● **PROBLEM STATEMENT**
All lines from the one with "Pick out each instance of the sponsor" through the final line below are to be reproduced exactly; omit the others.

● **RECORDS PROVIDED**
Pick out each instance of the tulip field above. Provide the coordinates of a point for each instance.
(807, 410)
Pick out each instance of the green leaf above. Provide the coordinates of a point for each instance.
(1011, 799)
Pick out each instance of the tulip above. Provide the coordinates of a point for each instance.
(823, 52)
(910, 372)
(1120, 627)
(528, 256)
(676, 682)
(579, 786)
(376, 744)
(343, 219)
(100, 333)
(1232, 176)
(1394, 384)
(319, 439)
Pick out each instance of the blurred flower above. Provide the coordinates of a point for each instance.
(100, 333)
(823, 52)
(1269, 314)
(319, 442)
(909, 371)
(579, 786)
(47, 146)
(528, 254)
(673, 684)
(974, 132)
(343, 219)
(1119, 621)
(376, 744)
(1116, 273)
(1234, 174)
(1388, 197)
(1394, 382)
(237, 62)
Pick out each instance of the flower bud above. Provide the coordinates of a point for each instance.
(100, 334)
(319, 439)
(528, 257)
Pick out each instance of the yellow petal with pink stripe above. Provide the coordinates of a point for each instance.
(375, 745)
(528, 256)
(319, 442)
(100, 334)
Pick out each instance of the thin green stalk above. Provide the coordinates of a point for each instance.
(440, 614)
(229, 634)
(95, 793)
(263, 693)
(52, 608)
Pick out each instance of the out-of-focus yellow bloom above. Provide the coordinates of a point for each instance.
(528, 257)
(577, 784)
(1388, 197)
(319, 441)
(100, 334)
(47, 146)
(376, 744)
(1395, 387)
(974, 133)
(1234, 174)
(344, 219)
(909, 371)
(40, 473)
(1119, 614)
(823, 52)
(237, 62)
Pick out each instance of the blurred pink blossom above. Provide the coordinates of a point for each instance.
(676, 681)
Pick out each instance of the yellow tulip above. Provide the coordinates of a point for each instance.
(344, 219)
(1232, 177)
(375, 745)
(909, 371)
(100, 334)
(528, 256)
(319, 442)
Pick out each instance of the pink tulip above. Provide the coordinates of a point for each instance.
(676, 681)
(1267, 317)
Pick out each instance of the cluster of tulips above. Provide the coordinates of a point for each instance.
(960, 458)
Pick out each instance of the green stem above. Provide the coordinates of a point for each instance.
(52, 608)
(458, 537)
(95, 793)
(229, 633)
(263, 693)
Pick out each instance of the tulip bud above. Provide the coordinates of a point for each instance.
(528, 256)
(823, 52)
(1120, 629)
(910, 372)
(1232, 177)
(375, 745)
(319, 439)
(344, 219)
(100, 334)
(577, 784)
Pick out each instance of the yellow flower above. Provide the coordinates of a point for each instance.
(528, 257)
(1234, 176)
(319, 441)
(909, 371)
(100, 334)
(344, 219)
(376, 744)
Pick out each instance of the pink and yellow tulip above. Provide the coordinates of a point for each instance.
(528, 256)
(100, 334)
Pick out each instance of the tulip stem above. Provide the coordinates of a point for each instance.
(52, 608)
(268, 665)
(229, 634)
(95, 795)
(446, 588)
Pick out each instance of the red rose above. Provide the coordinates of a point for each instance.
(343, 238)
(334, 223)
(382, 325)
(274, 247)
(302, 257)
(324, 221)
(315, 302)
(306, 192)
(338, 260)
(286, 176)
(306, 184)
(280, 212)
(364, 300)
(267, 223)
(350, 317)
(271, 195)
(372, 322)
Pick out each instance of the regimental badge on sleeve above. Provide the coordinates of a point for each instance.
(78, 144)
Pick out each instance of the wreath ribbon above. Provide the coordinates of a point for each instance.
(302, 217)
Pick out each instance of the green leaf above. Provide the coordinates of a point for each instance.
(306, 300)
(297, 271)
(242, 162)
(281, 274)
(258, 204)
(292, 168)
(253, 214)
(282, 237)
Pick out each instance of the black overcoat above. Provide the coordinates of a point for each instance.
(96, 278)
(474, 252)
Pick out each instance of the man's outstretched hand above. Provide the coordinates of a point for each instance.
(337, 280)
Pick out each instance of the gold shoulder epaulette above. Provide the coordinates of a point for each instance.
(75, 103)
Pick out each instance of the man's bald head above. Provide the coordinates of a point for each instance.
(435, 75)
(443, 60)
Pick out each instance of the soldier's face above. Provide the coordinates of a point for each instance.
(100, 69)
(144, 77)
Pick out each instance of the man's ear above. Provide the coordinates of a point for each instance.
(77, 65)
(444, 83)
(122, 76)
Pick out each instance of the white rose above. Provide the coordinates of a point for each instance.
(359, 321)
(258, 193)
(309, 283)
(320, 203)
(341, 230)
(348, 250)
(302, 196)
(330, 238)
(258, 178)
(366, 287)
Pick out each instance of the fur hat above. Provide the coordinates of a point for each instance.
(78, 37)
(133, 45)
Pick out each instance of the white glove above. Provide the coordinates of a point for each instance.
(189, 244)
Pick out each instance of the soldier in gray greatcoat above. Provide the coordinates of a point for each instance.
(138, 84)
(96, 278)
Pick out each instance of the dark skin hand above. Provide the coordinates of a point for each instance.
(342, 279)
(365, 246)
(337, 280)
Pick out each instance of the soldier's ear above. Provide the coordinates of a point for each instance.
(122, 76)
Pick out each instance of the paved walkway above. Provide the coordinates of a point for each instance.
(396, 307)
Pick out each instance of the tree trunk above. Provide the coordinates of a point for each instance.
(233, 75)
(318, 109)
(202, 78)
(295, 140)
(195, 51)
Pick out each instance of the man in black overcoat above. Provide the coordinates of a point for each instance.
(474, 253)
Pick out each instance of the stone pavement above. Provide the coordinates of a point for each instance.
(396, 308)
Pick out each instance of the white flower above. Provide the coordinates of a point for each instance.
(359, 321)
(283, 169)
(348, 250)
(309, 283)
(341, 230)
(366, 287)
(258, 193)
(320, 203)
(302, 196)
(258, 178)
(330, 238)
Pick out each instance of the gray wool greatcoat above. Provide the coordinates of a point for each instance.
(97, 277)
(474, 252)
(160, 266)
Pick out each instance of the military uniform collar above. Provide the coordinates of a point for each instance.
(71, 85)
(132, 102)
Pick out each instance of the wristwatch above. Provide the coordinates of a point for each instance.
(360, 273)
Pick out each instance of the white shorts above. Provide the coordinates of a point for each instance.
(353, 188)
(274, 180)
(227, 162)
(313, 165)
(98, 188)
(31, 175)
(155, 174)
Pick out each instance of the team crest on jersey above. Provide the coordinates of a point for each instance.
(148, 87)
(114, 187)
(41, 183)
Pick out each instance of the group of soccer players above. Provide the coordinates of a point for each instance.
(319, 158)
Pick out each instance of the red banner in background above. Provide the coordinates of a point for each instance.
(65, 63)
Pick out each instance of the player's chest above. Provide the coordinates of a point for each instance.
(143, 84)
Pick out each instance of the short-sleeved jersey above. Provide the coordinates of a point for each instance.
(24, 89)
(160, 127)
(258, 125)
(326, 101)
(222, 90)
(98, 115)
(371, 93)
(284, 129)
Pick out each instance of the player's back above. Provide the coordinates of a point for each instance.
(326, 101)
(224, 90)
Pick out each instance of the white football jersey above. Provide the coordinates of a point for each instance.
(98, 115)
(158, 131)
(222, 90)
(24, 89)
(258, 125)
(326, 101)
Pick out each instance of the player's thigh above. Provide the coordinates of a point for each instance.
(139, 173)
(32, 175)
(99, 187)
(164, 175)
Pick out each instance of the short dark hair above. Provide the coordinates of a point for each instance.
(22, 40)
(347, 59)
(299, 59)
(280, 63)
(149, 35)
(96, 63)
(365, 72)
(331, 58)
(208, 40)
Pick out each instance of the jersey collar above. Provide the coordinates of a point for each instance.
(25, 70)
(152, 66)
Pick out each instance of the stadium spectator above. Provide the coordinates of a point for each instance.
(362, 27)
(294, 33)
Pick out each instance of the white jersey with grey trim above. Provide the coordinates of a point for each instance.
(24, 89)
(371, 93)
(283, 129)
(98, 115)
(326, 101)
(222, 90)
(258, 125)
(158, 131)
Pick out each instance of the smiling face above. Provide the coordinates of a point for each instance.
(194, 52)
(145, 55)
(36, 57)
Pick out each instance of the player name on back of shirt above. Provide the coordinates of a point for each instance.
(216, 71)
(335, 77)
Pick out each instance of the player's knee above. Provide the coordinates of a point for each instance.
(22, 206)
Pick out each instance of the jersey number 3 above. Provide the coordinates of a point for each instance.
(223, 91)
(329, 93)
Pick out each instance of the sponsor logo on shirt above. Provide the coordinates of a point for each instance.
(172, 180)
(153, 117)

● **RESULT OF THE EXERCISE**
Pick out each instance of the sponsor logo on shirt above. Provide the coordinates of a point for each instance.
(172, 180)
(153, 117)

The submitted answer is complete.